Pointing records
......

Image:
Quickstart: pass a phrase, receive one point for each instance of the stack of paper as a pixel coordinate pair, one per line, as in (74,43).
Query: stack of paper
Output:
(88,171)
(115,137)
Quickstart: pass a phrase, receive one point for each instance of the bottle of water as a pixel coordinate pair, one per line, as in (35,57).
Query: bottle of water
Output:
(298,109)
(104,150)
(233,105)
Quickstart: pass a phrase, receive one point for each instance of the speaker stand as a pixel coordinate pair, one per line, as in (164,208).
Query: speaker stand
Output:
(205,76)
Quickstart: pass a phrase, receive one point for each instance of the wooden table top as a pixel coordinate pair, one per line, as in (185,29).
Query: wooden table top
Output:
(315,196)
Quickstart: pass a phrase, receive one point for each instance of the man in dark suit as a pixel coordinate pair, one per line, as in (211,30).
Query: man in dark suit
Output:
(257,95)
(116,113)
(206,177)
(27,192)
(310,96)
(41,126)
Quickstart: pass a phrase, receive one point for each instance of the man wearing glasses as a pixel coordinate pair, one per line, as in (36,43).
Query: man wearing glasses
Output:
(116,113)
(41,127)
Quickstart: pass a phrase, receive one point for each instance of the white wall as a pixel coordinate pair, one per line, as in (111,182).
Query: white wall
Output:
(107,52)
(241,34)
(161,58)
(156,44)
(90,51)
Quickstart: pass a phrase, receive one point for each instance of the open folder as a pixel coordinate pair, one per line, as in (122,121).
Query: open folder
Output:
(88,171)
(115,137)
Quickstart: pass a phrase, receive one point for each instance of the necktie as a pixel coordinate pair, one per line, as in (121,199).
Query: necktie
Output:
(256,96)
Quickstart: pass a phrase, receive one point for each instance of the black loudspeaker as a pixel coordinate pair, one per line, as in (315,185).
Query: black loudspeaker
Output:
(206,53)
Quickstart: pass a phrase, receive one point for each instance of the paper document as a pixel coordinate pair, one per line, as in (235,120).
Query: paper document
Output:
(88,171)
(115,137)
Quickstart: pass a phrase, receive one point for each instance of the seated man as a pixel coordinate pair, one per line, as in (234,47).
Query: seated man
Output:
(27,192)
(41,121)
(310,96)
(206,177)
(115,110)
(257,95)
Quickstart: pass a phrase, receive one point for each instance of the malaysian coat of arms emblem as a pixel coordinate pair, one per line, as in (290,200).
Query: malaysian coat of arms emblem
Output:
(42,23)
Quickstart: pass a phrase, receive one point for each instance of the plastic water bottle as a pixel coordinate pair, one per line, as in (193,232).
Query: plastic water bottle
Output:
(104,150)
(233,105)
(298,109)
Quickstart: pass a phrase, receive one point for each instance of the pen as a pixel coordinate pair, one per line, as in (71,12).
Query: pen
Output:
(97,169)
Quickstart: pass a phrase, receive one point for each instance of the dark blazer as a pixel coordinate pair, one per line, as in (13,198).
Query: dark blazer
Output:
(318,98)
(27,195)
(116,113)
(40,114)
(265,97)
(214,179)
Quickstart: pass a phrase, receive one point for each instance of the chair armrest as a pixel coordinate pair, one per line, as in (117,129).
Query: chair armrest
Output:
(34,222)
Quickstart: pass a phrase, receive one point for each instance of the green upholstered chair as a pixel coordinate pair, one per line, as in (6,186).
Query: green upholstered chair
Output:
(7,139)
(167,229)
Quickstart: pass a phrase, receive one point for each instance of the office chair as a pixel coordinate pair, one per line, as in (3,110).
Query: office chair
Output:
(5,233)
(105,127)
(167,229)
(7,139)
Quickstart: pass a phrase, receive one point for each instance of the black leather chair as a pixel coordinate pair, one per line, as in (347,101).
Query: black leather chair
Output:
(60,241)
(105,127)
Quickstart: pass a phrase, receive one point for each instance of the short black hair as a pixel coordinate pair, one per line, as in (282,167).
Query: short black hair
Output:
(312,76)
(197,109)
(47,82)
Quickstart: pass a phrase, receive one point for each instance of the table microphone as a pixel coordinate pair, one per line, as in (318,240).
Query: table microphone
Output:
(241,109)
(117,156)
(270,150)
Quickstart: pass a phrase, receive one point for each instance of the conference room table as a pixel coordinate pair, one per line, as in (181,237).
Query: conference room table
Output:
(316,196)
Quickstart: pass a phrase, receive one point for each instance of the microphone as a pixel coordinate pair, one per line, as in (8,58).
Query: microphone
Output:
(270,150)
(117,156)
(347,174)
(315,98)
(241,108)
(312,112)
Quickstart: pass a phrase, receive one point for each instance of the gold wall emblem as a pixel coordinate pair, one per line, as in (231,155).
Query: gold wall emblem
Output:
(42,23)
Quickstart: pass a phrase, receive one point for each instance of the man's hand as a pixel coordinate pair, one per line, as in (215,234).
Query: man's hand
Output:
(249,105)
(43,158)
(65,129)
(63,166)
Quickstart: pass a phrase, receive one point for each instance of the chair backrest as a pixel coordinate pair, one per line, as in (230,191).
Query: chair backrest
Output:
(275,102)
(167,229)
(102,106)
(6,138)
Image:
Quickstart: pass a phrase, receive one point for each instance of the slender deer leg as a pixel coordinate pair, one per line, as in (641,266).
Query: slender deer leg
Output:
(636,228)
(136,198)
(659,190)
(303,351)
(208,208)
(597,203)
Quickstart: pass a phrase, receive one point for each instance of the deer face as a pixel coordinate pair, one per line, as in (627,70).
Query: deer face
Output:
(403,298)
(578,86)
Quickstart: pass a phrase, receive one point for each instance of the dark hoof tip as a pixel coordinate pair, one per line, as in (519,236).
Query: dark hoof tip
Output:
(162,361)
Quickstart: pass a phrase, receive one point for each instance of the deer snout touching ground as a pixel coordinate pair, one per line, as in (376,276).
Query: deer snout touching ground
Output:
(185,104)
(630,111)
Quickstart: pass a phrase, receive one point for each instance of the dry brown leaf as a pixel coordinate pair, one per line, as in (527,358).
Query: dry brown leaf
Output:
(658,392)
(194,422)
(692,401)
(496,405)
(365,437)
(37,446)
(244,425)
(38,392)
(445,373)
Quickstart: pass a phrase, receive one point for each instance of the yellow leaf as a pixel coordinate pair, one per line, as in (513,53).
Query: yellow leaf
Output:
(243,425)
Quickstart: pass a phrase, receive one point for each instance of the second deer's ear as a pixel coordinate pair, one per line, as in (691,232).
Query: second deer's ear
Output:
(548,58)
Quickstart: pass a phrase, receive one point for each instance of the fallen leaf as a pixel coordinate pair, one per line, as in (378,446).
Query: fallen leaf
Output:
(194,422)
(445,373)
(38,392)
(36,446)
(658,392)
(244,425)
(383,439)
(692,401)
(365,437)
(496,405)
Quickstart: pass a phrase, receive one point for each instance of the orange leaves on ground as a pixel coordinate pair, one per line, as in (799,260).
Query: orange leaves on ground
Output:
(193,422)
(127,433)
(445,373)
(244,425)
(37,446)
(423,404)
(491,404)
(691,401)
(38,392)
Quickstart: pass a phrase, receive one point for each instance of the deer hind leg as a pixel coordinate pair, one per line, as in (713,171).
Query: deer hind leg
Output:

......

What needs to be done:
Every line of the records above needs to be given again exactly.

Finished task:
Image:
Quickstart: pass a phrase, receive one point for each instance of the stack of paper as a pixel coordinate pair, one per line, as in (74,43).
Query: stack of paper
Output:
(88,171)
(115,137)
Quickstart: pass a phrase, receive one point for each instance of the bottle of water as a pixel coordinate pair, one per line, as in (35,57).
Query: bottle of water
Output:
(298,109)
(104,150)
(233,105)
Quickstart: pass a phrase, receive one point for each instance of the speaker stand as a pixel coordinate pair, one per line, as in (164,208).
Query: speaker stand
Output:
(205,76)
Quickstart: pass a phrase, receive one point for each instance of the wooden table top as a pixel coordinate pair, one per line, as in (185,29).
Query: wooden table top
Output:
(315,196)
Quickstart: pass a phrase, receive one point for each instance of the man in dark suit as a pixel coordinate pair, one per line, as in (211,30).
Query: man in dark suit
Output:
(257,95)
(116,113)
(206,177)
(27,192)
(310,96)
(41,126)
Quickstart: pass a phrase, receive one point for each instance of the man wearing glasses as a pixel coordinate pair, one per line, as in (36,43).
Query: man wearing glasses
Output:
(116,113)
(41,127)
Quickstart: pass a phrase, receive one point for each instance of the white wall as a pixel coordinate pair, one per line, as in (111,182).
Query: white wall
Output:
(107,52)
(241,34)
(161,58)
(156,44)
(90,51)
Quickstart: pass a phrase, receive one point for each instance of the open folder as a pixel coordinate pair, one per line, as in (122,121).
Query: open folder
Output:
(88,171)
(115,137)
Quickstart: pass a phrase, receive one point for each instance of the necktie as a pixel coordinate pair, one per line, as in (121,199).
Query: necktie
Output:
(256,96)
Quickstart: pass a phrase, receive one point for each instance of the black loudspeaker as a pixel coordinate pair, one per line, as in (315,185).
Query: black loudspeaker
Output:
(206,53)
Quickstart: pass a phrase, receive one point for each instance of the paper document as a pixel coordinate pair, one per line, as in (235,120).
Query: paper document
Output:
(88,171)
(115,137)
Quickstart: pass a phrase, receive one point for each instance of the seated man as a pixel coordinate pair, one per line, as in (234,47).
Query: seated man
Output:
(27,192)
(41,121)
(310,96)
(206,177)
(115,110)
(257,95)
Quickstart: pass a phrase, receive one point for each instance of the malaysian coat of arms emblem as a pixel coordinate pair, one per line, as in (290,200).
Query: malaysian coat of arms emblem
Output:
(42,23)
Quickstart: pass a phrase, receive one point for each instance of the plastic water bottle as a pixel coordinate pair, one per line, as in (193,232).
Query: plastic water bottle
Output:
(104,150)
(233,105)
(298,109)
Quickstart: pass a phrase, receive one point for each instance of the pen as a pixel coordinate pair, one per line, as in (71,12).
Query: pen
Output:
(97,169)
Quickstart: pass a phrase, receive one point for each instance of the dark blazer as a pixel coordinate pair, one per line, as in (13,198).
Query: dark blazer
Output:
(318,98)
(27,195)
(116,113)
(40,114)
(265,97)
(214,179)
Quickstart: pass a phrase, receive one point for each instance of the chair armrest as a pixel coordinate pair, one per line, as in (117,129).
Query: chair armrest
Output:
(34,222)
Quickstart: pass a phrase, receive one point for each instance of the green upholstered chair as a pixel coordinate pair, one per line, as in (6,186).
Query: green upholstered chair
Output:
(7,139)
(167,229)
Quickstart: pass a phrase, receive one point for each instance of the office chair as a pixel coordinate pair, one per line, as in (3,110).
Query: office chair
Output:
(5,233)
(105,127)
(167,229)
(7,139)
Quickstart: pass a phrase, receive one point for each instance of the black leather chair as a pixel coordinate pair, one per line, as in (347,101).
Query: black leather chair
Output:
(60,241)
(105,127)
Quickstart: pass a phrase, receive one point for each instance of the short black hair as a pixel coordinate pair, one per line, as in (282,167).
Query: short black hair
Output:
(312,76)
(197,109)
(47,82)
Quickstart: pass a phrase, receive one point for each instance of the table microphone as a pixel coordinate pair, one per line, as in (318,240).
Query: table microphone
Output:
(241,109)
(117,156)
(270,150)
Quickstart: pass a phrase, receive one point for each instance of the conference room table as a pixel coordinate pair, one per line, as in (181,237).
Query: conference room table
Output:
(316,196)
Quickstart: pass a phrase, receive one point for each instance of the microphone as a pixel coordinate pair, one per line, as in (8,58).
Query: microphone
Output:
(270,150)
(117,156)
(347,174)
(315,98)
(241,108)
(312,112)
Quickstart: pass a phrase, receive one point for each instance of the gold wall emblem as a pixel coordinate pair, one per line, as in (231,155).
Query: gold wall emblem
Output:
(42,23)
Quickstart: pass a phrase, receive one point for each instance of the man's hand as a pixel coordinate pair, one per line, as in (215,234).
Query: man's hand
Output:
(249,105)
(43,158)
(65,129)
(63,166)
Quickstart: pass a phrase, receive one point for each instance of the chair backrest as a pixel coordinate pair, one per line, as in (230,191).
Query: chair backrest
Output:
(275,102)
(167,229)
(102,106)
(6,138)
Image:
Quickstart: pass a phrase, receive one point for each instance of the slender deer leg as a pixel coordinate pair, one per line, as in (641,266).
Query: slender deer leg
Output:
(636,228)
(136,198)
(659,190)
(303,351)
(208,208)
(597,203)
Quickstart: pass a phrase, receive one point for each instance of the deer face as a pixel coordinate pair, one per line, as in (627,70).
Query: deer face
Output:
(403,298)
(578,86)
Quickstart: pass a phrase, receive one point for each instance of the dark hoof tip as a pixel coordinate pair, one per line, as in (519,236).
Query: dark hoof tip
Output:
(162,361)
Quickstart: pass a phrase, receive one point for each instance of the deer snout touching ground as a pixel coordinate pair, one per line, as in (376,276).
Query: deer snout touching ground
Output:
(185,104)
(630,111)
Quickstart: pass a phrase, receive one point for each instance of the dry brown leaf as a pixel coordinate pair, one per line, as in (527,358).
Query: dry brown leaf
Output:
(658,392)
(194,422)
(692,401)
(496,405)
(365,437)
(37,446)
(244,425)
(38,392)
(445,373)
Quickstart: pass a phrase, receive one point for each instance of the yellow leaf as a pixel coordinate pair, one per line, as in (513,53).
Query: yellow leaf
Output:
(243,425)
Quickstart: pass a phrase, receive one point for each instance of the second deer's ear as a pixel coordinate pair, one per line, as in (691,232).
Query: second deer's ear
Output:
(548,58)
Quickstart: pass a phrase, receive one point for each instance of the fallen leaf as a pixel coordinate pair, one per line, as in (378,446).
Query: fallen leaf
Output:
(194,422)
(445,373)
(38,392)
(36,446)
(658,392)
(244,425)
(383,439)
(692,401)
(365,437)
(496,405)
Quickstart: pass a phrase, receive one point for each instance of the orange leaves on ground as a pixel coordinate pair, one per line, as in (799,260).
Query: orange leaves on ground
Output:
(193,422)
(127,433)
(445,373)
(244,425)
(37,446)
(423,404)
(491,404)
(691,401)
(38,392)
Quickstart: pass a phrase, receive one point for each instance of the deer hind leg as a pixel coordinate pair, one per line, as in (713,171).
Query: deer hind leg
Output:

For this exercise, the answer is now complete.